Source data
####################

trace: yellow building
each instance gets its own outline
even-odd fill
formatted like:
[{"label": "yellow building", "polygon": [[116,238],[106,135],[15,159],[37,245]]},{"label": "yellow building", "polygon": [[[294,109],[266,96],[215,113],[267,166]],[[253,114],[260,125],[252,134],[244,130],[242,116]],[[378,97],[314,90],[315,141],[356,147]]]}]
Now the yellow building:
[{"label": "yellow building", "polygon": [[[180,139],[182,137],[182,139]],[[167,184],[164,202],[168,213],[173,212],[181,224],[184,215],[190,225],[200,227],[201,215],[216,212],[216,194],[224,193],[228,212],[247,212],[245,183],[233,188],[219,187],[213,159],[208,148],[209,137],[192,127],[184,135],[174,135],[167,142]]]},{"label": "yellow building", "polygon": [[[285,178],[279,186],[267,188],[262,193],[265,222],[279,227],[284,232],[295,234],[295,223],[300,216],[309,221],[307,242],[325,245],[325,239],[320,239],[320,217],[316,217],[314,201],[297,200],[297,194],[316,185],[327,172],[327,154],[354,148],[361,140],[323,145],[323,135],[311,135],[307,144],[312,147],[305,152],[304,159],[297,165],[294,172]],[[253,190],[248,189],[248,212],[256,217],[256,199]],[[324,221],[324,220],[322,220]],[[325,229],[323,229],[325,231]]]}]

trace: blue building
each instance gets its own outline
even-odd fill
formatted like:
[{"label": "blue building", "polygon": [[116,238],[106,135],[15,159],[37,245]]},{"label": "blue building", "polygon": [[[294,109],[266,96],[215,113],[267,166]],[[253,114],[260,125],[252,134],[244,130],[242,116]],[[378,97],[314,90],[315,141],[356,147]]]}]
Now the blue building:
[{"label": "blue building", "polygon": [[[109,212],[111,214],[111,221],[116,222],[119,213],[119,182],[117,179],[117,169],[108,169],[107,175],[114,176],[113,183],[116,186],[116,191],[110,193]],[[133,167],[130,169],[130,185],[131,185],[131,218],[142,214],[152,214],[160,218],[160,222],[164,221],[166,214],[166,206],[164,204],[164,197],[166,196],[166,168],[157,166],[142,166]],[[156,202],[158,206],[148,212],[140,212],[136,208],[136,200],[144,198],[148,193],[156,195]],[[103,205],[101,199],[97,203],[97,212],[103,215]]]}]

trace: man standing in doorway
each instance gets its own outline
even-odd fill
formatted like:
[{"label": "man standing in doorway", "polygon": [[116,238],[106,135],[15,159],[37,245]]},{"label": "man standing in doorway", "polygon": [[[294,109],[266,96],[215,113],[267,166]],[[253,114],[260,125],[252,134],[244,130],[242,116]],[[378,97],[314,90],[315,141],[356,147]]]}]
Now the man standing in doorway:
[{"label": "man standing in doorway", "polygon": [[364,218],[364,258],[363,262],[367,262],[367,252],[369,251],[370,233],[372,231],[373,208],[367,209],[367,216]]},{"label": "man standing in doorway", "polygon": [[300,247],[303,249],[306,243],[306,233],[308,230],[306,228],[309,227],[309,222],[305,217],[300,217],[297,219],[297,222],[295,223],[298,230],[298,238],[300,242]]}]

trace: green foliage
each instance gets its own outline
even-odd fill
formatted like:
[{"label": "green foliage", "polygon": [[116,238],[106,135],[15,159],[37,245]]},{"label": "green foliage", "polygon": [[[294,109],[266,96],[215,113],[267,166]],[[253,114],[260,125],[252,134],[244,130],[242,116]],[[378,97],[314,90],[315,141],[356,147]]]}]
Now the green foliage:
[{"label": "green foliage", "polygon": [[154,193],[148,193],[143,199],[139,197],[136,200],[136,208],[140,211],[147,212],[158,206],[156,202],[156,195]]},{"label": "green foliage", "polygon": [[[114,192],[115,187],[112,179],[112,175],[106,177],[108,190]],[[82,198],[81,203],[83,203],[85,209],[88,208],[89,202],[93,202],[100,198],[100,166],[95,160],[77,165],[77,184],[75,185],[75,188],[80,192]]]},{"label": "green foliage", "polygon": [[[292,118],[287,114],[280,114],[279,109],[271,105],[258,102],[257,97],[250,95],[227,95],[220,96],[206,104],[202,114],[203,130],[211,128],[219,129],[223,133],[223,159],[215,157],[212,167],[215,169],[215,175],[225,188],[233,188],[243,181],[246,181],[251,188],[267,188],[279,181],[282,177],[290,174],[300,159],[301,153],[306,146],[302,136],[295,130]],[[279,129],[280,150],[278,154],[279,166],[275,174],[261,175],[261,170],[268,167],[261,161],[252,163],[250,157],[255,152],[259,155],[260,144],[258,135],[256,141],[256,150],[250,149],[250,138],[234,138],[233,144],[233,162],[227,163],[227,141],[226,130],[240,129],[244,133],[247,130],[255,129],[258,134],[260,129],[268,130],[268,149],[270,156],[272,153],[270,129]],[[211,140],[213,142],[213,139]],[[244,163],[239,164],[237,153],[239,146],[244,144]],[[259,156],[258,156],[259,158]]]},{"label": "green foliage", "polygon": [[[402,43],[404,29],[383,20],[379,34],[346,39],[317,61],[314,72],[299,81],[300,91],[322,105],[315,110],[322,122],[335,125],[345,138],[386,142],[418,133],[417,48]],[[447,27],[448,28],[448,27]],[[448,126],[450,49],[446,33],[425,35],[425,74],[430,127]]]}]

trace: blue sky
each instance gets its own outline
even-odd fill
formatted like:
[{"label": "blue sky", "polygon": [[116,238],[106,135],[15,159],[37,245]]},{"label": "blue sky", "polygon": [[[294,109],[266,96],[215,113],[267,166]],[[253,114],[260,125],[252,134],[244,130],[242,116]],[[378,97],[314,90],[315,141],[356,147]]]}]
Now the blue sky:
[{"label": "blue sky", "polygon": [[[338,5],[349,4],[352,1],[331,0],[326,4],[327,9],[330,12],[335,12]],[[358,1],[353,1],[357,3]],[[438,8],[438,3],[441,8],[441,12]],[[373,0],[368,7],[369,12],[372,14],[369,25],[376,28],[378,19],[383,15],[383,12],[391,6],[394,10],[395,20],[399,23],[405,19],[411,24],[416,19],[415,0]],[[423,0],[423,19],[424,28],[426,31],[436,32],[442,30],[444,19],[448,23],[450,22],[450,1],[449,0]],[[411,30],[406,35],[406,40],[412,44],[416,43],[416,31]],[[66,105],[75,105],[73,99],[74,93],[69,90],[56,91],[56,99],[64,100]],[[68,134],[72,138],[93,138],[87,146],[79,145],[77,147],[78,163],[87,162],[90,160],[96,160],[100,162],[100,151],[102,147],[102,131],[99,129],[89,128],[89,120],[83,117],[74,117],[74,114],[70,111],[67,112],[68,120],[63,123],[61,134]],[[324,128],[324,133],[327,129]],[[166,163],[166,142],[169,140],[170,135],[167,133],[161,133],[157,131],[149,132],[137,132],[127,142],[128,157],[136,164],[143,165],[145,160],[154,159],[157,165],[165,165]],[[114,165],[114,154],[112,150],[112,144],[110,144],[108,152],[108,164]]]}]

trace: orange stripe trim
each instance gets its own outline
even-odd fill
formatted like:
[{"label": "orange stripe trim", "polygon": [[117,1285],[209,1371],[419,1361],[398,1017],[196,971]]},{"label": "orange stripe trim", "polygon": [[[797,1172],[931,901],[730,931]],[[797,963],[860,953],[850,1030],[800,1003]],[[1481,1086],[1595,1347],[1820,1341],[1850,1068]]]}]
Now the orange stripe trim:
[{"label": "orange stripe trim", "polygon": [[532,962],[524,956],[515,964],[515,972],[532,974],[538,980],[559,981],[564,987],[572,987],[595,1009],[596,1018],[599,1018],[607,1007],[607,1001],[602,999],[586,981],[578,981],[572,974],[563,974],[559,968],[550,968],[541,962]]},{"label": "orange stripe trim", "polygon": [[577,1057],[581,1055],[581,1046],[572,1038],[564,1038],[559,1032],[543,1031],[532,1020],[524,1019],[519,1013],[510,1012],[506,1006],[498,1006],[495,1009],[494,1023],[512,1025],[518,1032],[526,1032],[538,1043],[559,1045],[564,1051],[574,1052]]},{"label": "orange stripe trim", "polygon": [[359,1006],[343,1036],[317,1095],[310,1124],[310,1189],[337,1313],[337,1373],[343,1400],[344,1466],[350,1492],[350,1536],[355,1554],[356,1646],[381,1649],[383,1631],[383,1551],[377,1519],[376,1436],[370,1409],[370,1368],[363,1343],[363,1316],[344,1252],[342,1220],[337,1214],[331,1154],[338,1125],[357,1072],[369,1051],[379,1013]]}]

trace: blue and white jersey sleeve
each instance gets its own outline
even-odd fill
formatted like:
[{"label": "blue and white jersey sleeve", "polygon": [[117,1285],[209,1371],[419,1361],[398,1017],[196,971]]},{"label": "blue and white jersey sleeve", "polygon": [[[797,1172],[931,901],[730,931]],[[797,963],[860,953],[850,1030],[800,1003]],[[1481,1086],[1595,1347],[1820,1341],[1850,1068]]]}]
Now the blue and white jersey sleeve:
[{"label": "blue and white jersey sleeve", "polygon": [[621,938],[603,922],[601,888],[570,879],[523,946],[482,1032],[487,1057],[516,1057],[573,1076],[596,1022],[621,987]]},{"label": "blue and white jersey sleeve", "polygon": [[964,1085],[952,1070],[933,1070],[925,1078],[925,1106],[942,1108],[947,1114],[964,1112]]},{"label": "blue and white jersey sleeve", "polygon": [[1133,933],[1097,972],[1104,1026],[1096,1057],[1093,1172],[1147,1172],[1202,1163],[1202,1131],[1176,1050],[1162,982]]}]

####################

[What you need to do] Working from the records above, tally the lines that contain "trace" and give only the total.

[Expected output] 7